PROVIDED TEXT —
# How to email to a email address inside a textbox



## Pookiemeister

I have button on my form that I would like use to open outlook to send an email to the person inside the textbox which is labeled "Email", as a start. Thank you.


----------



## welshgasman

Look at the SendObject command if it is a simple email, else outlook automation would be needed.

This link has both
DoCmd.SendObject method (Access)

Found with a simple Google sendobject email outlook - Google Search


----------



## Pookiemeister

Thank you for the quick response but I noticed this doesn't work on older versions of Outlook because I am running MS Office 2010 at home but MS Office 365 at work. When I run this code on my home computer, I get the following error message: Error Message "This action is not supported while an older version of Outlook is running." How can I get this to work in Office 2010 on both versions. Thank you again.



		VBA Code:
__


Dim olApp As Outlook.Application
   Dim MI As Outlook.MailItem
   Dim sPath, sFileName, CurrentTime, Salutation As String
   Dim sFileLocation As String
   Dim wbAnswer, EmilAnswer As Integer

   CurrentTime = Format(Now, "hh:mm:ss")
    If CurrentTime > "05:00:00" And CurrentTime < "12:00:59" Then
        Salutation = "Good morning "
    ElseIf CurrentTime > "12:01:00" And CurrentTime < "16:59:59" Then
        Salutation = "Good afternoon "
    ElseIf CurrentTime > "17:00:00" And CurrentTime < "20:59:59" Then
        Salutation = "Good evening "
    Else
        Salutation = "Dear "

RECORDED DATA —
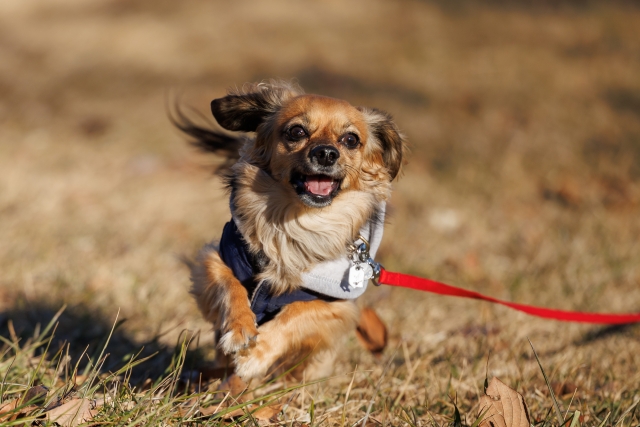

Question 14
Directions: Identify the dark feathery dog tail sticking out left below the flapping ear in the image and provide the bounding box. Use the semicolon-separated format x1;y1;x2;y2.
168;103;246;175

EXPLORE THE MATERIAL —
1) In the forum thread about emailing the address in a textbox, rewrite the part from "I have button" up to and including "start. Thank you.", putting "text box" in place of "textbox".
2) Keep going with the forum thread about emailing the address in a textbox, starting right after the last line it shows.

ANSWER SECTION —
1)
I have button on my form that I would like use to open outlook to send an email to the person inside the text box which is labeled "Email", as a start. Thank you.

2)
    End If

        Set olApp = New Outlook.Application
        Set MI = olApp.CreateItem(olMailItem)

      DoCmd.SendObject

        With MI
            .To = EmailContact1
            .CC = ""
            .Subject = "Purchase Order Number: " & PONumber
            .Body = Salutation & FirstName1 & "," & vbNewLine & vbNewLine
            .Display
        End With
        Set MI = Nothing
        Set olApp = Nothing


----------



## welshgasman

Change to late binding?


----------



## JEC

Here you go



		VBA Code:
__


Sub jec()
 Dim Salutation as String
 Select Case Time
    Case Is < "12:00:59": Salutation = "Good morning "
    Case Is < "16:59:59": Salutation = "Good afternoon "
    Case Is < "20:59:59": Salutation = "Good evening "
    Case Else: Salutation = "Dear "
 End Select
 With CreateObject("outlook.application").createitem(0)
    .To = "test@gmail.com"
    .Subject = "test"
    .body = Salutation
    .display
 End With
End Sub


----------



## Pookiemeister

@JEC 

Will this method also work with newer versions of Outlook, like in Office 365? Thank you.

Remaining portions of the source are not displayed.